Segment Start: Extract provided
BISHKEK, October 8 (RIA Novosti) – Kyrgyz law enforcers have detained over 20 protesters involved in Monday’s riots in the country’s northeast over a controversial Canadian-owned gold mine that has been a target of political wrangling and extortion schemes for years, the Interior Ministry reported.

“Twenty-three participants of a rally in Karakol have been detained. They are all in the national security committee’s Issyk-Kul regional department,” a ministry spokesman told RIA Novosti.

Hundreds of protesters who gathered Monday in front of a government building in Karakol, the administrative center of the northeast Issyk-Kul Province, reportedly demanded the nationalization of the country's largest gold-mining enterprise, the Kumtor Gold Company.

The rally, which started rather peacefully in the afternoon, turned into violent clashes between protesters and riot police as the evening descended.

The Kyrgyz Interior Ministry said Monday that the angry crowd pelted police with rocks, injuring at least five officers. Police made attempts to disperse the crowd with tear gas and stun grenades.
Segment End: Extract provided
Segment Start: Data provided
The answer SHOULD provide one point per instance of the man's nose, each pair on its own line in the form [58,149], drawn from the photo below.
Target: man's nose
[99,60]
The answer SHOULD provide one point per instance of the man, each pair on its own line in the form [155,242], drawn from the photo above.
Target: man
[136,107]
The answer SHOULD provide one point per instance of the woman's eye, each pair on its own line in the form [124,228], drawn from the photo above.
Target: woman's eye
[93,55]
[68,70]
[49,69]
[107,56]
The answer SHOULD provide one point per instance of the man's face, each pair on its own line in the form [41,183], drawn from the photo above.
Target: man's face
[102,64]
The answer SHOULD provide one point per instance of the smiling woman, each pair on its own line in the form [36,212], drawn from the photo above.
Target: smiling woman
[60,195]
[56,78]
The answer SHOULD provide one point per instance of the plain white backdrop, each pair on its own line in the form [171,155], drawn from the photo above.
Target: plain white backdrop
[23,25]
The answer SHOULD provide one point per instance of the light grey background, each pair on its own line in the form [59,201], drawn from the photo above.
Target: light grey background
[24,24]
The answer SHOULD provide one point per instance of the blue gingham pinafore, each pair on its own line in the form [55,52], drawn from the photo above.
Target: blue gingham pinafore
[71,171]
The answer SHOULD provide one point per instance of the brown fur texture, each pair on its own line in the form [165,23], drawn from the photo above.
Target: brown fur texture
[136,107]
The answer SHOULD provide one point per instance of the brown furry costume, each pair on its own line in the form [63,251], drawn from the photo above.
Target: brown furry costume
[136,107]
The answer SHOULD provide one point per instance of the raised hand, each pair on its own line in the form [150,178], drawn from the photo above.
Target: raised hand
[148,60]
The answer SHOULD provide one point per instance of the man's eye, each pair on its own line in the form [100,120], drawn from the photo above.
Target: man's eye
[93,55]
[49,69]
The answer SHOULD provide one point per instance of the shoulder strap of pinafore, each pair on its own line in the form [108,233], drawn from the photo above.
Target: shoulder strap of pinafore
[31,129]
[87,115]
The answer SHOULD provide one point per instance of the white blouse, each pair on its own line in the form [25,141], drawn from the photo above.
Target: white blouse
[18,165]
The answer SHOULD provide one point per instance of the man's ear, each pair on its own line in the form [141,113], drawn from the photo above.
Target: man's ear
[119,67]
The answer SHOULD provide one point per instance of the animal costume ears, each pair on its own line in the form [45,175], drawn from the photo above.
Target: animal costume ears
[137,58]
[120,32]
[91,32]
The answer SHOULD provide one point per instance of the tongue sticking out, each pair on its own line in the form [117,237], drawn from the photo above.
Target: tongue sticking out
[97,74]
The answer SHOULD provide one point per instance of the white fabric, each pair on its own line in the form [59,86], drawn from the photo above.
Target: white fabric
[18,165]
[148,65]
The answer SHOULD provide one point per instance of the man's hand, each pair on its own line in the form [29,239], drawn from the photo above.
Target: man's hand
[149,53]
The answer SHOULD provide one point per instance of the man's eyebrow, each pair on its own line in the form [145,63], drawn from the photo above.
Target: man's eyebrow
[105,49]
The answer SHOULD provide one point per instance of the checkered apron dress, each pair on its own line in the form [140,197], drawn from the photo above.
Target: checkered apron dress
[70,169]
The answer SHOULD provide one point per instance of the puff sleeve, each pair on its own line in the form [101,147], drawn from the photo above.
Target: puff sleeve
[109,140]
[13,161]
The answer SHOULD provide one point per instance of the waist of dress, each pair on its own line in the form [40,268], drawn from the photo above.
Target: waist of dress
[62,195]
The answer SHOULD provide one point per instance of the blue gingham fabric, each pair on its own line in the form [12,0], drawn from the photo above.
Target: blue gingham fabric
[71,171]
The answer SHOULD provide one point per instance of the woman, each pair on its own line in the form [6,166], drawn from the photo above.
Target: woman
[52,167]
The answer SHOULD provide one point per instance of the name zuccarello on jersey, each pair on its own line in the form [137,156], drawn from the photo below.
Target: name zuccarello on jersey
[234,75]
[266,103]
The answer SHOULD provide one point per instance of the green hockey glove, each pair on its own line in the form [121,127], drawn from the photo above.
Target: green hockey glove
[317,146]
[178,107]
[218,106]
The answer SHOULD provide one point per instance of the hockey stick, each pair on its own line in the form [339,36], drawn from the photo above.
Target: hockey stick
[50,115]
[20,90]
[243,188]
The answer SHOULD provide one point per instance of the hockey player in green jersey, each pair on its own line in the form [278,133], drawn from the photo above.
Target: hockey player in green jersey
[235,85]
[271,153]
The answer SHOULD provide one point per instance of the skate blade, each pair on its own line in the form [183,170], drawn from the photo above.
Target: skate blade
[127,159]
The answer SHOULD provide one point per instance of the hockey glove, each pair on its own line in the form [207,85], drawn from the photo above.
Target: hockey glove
Segment End: Data provided
▶ _Task goal_: Reproduce the entire news report about the Karakol protest word for word. Rely only on the news report about the Karakol protest.

▶ _Your response_:
BISHKEK, October 8 (RIA Novosti) – Kyrgyz law enforcers have detained over 20 protesters involved in Monday’s riots in the country’s northeast over a controversial Canadian-owned gold mine that has been a target of political wrangling and extortion schemes for years, the Interior Ministry reported.

“Twenty-three participants of a rally in Karakol have been detained. They are all in the national security committee’s Issyk-Kul regional department,” a ministry spokesman told RIA Novosti.

Hundreds of protesters who gathered Monday in front of a government building in Karakol, the administrative center of the northeast Issyk-Kul Province, reportedly demanded the nationalization of the country's largest gold-mining enterprise, the Kumtor Gold Company.

The rally, which started rather peacefully in the afternoon, turned into violent clashes between protesters and riot police as the evening descended.

The Kyrgyz Interior Ministry said Monday that the angry crowd pelted police with rocks, injuring at least five officers. Police made attempts to disperse the crowd with tear gas and stun grenades.